La distillerie Mortlach a été fondée en 1823, sur le site d’une ancienne distillerie clandestine. Elle est la première officiellement déclarée à Dufftown, à la suite de l’Excise Act, qui va poser les conditions légales du développement du whisky écossais. George Cowie en prend la direction, trente ans plus tard, et cet ingénieur des chemins de fer commence à y instiller l’esprit bâtisseur et audacieux que son fils va étendre définitivement.
Alexander Cowie revient à Dufftown en 1896, contraint par la mort de son frère. Il a voyagé dans le monde entier, s’est installé cinq ans à Hong Kong. Le médecin va se muer en maître–distillateur, non pas s’improviser dans un nouveau métier, mais imposer, par sa culture scientifique et ses influences asiatiques, une nouvelle façon de créer un whisky.
3 questions à Nicolas Julhès - Ambassadeur de la marque Mortlach
Que représente Mortlach dans le portefeuille prolifique de whiskies du groupe Diageo ?
Dans l’histoire du whisky, il y a eu quelques grandes sagas, avec des personnalités qui ont changé la donne de toute l’industrie. Alors que le dogme y était plutôt de répéter les choses, sans laisser beaucoup de place à la création, certains se sont distingués, comme la pionnière Helen Cumming, chez Cardhu, ou les Walker dans une autre dimension.Chez Mortlach, Alexander Cowie a bousculé son époque, avec une vision et du courage. L’homme n’a pas toujours été bien compris, mais il a créé un whisky avec une technique incroyable, qui donne à la distillerie un style intrinsèque unique.
Comment poursuivre et garantir ce style des décennies, voire des siècles plus tard ?
Diageo a un grand sens de l’archive, des archives écrites et des archives en bouteilles ! C’est un pilier fort de la maison. Il faut continuer de s’appuyer sur des gens qui ont compté dans l’industrie, ne pas perdre l’essence des distilleries qui ont été rachetées par le groupe au fil du temps. L’univers des spiritueux est plutôt stable, alors que
ceux des vins et du champagne évoluent davantage. On peut goûter des cognacs de 100 ans d’âge qui gardent de la modernité. Dans le whisky, être fidèle à un style n’empêche pas cette modernité.
En quoi l’édition limitée 20 ans Cowie’s Blue Seal s’inscrit-elle dans cette histoire ?

Enregistrements d'étiquetage de zones d'image:

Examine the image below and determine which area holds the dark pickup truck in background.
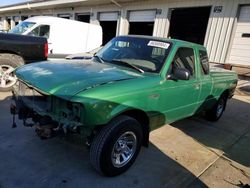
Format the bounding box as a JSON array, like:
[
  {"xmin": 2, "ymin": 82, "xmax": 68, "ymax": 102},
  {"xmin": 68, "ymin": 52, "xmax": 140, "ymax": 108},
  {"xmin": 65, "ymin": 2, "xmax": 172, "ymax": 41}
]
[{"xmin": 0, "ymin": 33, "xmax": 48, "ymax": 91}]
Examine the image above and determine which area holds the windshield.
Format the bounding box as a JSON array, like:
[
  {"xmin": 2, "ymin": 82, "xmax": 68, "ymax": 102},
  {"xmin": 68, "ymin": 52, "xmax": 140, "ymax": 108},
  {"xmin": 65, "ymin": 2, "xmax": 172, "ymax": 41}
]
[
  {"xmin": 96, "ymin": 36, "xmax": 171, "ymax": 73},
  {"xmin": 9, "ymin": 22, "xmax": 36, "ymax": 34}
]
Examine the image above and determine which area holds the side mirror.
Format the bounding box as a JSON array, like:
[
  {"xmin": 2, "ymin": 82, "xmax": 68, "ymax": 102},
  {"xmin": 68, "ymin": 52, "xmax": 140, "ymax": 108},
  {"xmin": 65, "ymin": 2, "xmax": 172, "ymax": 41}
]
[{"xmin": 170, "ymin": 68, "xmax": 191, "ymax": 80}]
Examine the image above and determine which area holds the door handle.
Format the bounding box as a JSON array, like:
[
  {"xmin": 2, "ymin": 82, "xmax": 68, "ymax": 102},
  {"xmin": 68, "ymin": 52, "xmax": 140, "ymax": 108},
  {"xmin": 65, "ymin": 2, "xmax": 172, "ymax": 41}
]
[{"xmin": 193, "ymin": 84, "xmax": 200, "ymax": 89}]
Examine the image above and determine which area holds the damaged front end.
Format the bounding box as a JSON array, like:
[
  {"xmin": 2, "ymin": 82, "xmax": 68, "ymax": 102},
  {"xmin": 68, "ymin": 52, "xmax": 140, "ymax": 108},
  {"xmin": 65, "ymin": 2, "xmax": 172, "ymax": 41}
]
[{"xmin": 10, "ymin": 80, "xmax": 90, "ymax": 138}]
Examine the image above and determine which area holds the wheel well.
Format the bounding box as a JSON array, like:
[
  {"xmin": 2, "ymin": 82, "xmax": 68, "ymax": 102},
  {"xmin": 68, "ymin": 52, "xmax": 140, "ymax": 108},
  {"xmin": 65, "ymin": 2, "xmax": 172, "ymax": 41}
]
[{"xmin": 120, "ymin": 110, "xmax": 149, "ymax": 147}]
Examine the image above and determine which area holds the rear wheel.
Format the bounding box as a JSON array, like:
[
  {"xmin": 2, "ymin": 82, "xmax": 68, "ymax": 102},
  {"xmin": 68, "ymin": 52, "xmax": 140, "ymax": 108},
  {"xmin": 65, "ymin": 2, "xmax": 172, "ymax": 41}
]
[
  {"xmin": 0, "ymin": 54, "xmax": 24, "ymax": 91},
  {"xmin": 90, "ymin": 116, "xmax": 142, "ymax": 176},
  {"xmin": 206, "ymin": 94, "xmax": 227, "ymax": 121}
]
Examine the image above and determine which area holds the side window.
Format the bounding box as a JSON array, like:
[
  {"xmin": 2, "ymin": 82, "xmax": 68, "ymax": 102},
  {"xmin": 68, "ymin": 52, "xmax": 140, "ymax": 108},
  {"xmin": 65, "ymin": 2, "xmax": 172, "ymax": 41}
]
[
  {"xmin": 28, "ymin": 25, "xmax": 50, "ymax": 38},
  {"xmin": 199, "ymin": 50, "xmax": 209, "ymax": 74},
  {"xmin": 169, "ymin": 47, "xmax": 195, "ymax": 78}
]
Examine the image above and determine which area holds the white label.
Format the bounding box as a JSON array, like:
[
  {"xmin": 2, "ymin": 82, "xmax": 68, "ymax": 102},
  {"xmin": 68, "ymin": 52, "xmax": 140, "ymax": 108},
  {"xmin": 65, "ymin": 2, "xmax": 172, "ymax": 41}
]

> [TRAVAIL À FAIRE]
A. Indiquez combien de lignes des enregistrements contiennent la chaîne "wheel", en tenant compte de la casse. Donnez seulement ce nombre.
B. Reprenez l'extrait sur la distillerie Mortlach et rédigez-en la suite.

> [RÉSULTATS ATTENDUS]
A. 2

B.
C’est un single malt de prestige un peu testimonial. L’idée part de la découverte, par la fille d’Alexander Cowie, d’une caisse de 12 bouteilles, une réserve privée vieille aujourd’hui de plus d’un siècle. L’exerciceétait intéressant : pour rester fidèle à cette bouteille, un échantillon suffisait. À partir de cet échantillon, il s’agissait de reformuler le whisky en allant chercher dans le chai les éléments de son style : pour obtenir le cireux, on sait qu’on va le trouver dans telle gamme d’âges ; pour obtenir de la vivacité, on va vers des fûts un peu moins actifs. C’est un travail de chai et de recomposition, afin qu’il possède à la fois patine et vivacité.
À lire aussi
Le sorcier de l’alambic
« Alexander Cowie était un esprit original, un peu savant fou, pas toujours compris, aujourd’hui encore. Déjà, il aimait élaborer de vieux whiskies alors qu’à son époque on n’estimait pas nécessaire d’aller au-delà de 8 ou 10 ans d’âge. Et je suis persuadé que l’Asie a eu une influence sur sa méthode de distillation », assure Nicolas Julhès, consultant pour le groupe Diageo, propriétaire de la distillerie.
Lui-même producteur dans sa Distillerie de Paris et créateur de liqueurs avec le vigneron de Meursault Jean-Marc Roulot, il ose une analogie avec conviction : « S’il avait existé une classification de 1855 des whiskies (en référence à celui des grands bordeaux du Médoc, de Graves et de Sauternes), Mortlach aurait été un premier cru classé. »
Alexander Cowie a développé un processus révolutionnaire qu’il nomme : « The Way ». Ce cheminement a un point d’orgue : le spiritueux n’est pas distillé deux ou trois fois, les normes classiques, mais 2,81 fois ! Une formule ésotérique propice à fabriquer les légendes. Deux fermentations opposées auront été utilisées : une courte de cinquante heures, pour révéler le caractère vif et les notes de céréales, une longue de cent vingt heures, pour apporter la puissance et la profondeur.
L’empire Diageo
Propriétaire de la distillerie Mortlach, le leader international des spiritueux ajoute une pépite à un empire déjà très conséquent. Également géant de la bière, avec Guinness, notamment, Diageo possède ou contrôle nombre de marques. De rhum, de vodka, de gin ou de tequila, avec Captain Morgan, Smirnoff, Cîroc, Gordon’s, Tanqueray, Casamigos… Dans l’univers des whiskies, son navire amiral se nomme Johnnie Walker, à qui Mortlach fournit une partie de ses précieux single malts. Le blend le plus connu au monde va du Red Label, qui s’écoule à 130 M d’exemplaires chaque année, au Blue Label, qui démontre tout le savoir-faire de ses maîtres‑assembleurs de whiskies rares, dont certains ont plus de 50 ans d’âge. Dans le portefeuille de la multinationale britannique, on trouve de nombreuses distilleries de renom, telles Caol Ila, Cardhu, Lagavulin ou Talisker. Les marques de Diageo sont distribuées en France par MHD, la puissante coentreprise montée en 2000 avec Moët Hennessy, la division vins et spiritueux du groupe LVMH.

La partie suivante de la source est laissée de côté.